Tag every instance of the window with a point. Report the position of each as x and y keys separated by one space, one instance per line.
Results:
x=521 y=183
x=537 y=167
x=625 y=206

━━━━━━━━━━

Write out the material above again, line for line, without changing anything.

Tag every instance of the window with a point. Report the position of each as x and y keys separated by one space, one instance per line.
Results:
x=521 y=183
x=537 y=167
x=625 y=206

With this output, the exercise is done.